* **To be done**:
Answer these questions from the additive manufacturing passage below:
1. Which committee does Dan Cernoch chair?
2. At what level does the passage say changes must begin to prepare engineers?
3. What has the repair of parts with corrosion issues focused on?

[begin Selected passage]

Dan Cernoch, chairman of the Aerospace Industries Association’s Product Support Committee, provides a good summary of the art of the possible: “Additive manufacturing is a disruptive technology that, when matured, will dramatically reshape sustainment, improving system availability and affordability through reduced cost and logistics footprint associated with distribution, stowage and management of spare part inventories. Additionally, mission readiness of needed warfighting capabilities will be improved by effectively eliminating logistics delays.”

Changes are required, beginning at the university level, to prepare engineers for future industry openings. This includes design for AM as well as design for entire life-cycle sustainment. Fewer parts to remove and replace can impact life-cycle costs. Repairing parts with corrosion issues has focused on application of coatings, and welding technology has expanded the future for these industries.

[end Selected passage]
[begin Record extracts]

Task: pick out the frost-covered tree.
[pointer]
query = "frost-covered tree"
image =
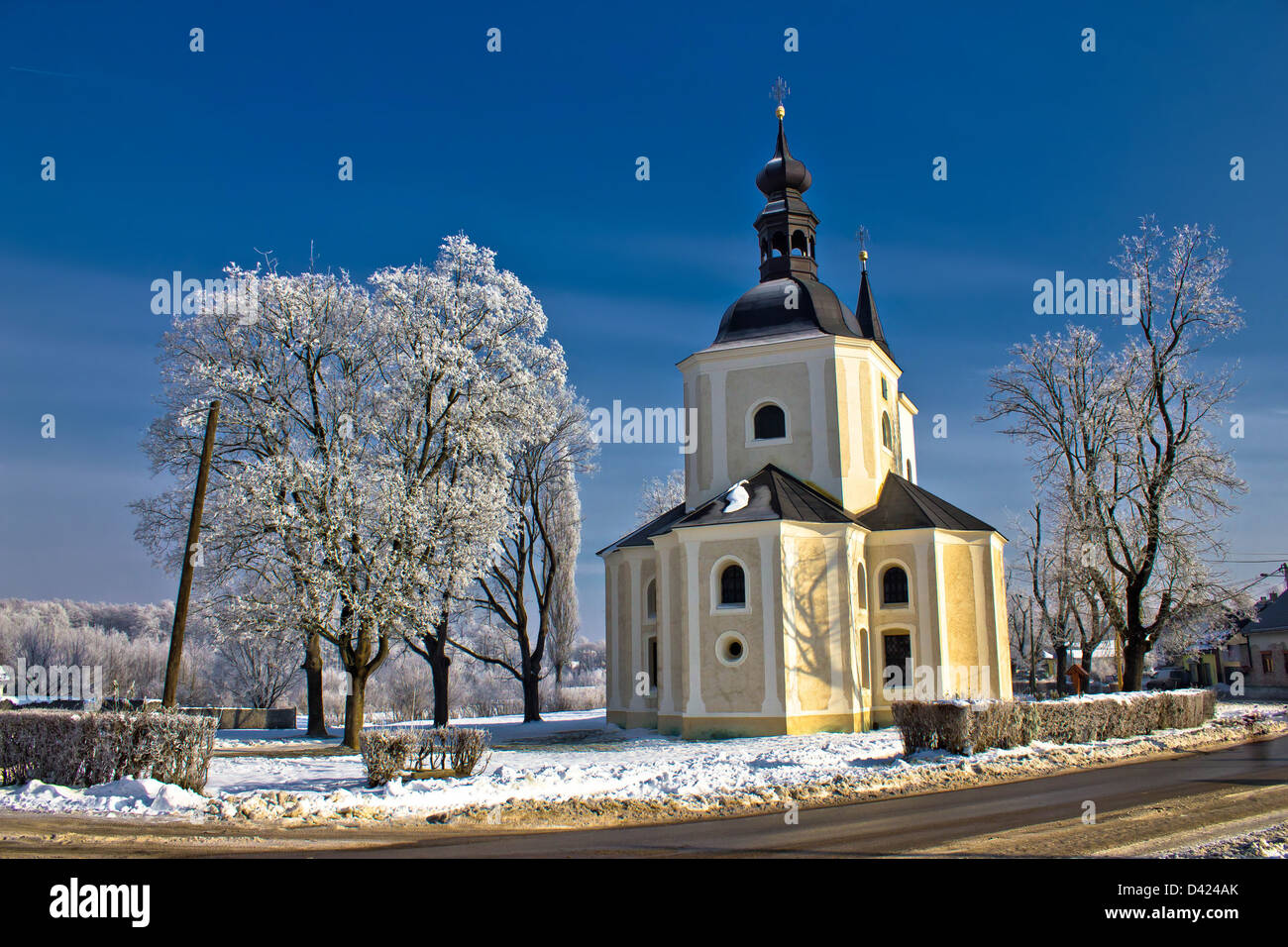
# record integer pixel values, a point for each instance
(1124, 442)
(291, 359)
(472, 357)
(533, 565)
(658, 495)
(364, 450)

[end Record extracts]

* **Response to the exercise**:
1. The Aerospace Industries Association's Product Support Committee.
2. The university level.
3. The application of coatings.